Leave the pictures out and return every line below exactly.

[Stored entries]
################
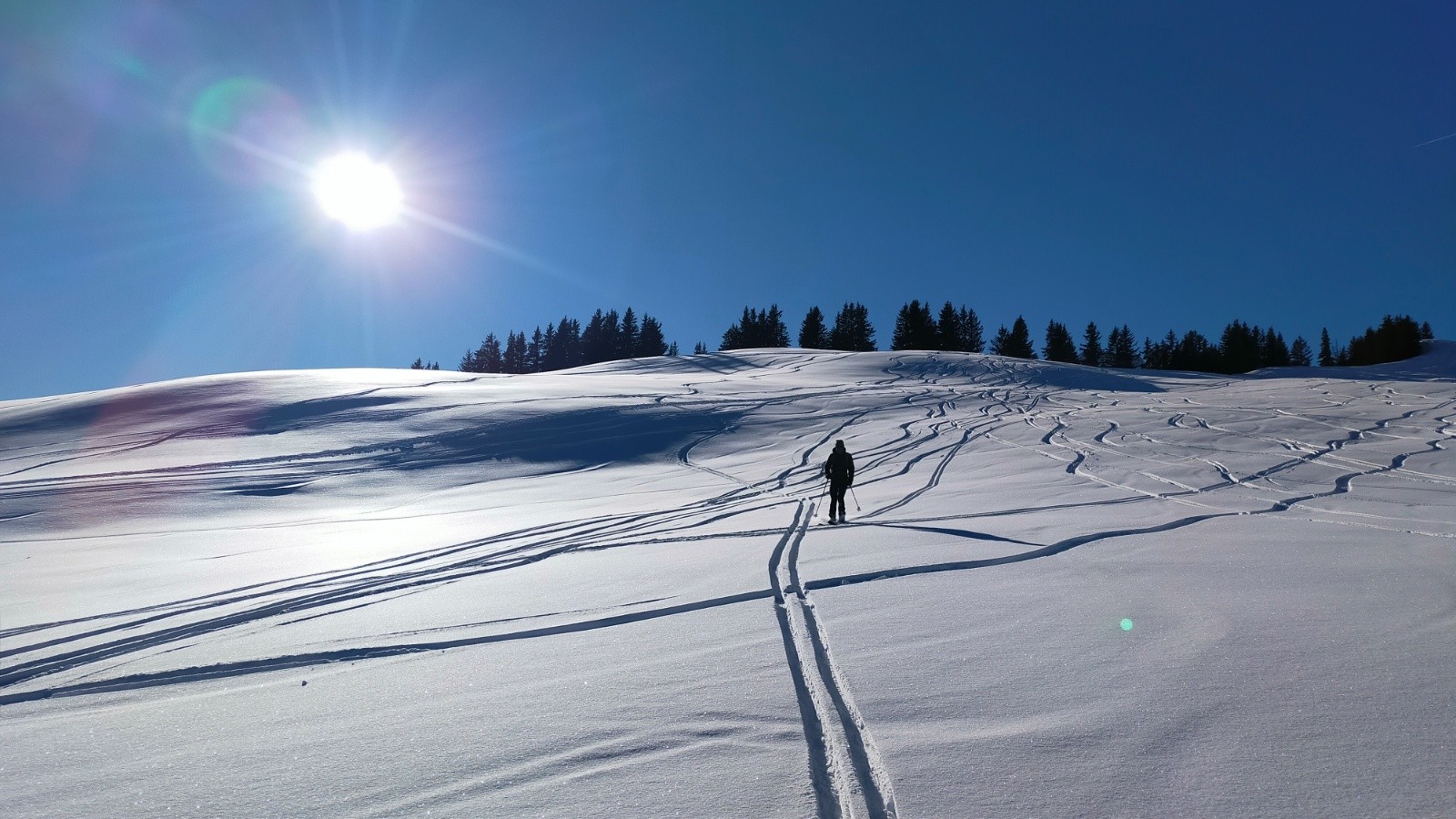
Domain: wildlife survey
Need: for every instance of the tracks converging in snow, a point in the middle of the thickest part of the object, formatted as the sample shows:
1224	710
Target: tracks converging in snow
965	464
848	773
################
**Output below**
Domain: wildlife survey
Need: for every instance of the tracks converging in snow, a point in the middle of the thickest part of the object, formatted as the sample shows:
1224	710
Target: tracks converging in snow
965	464
848	773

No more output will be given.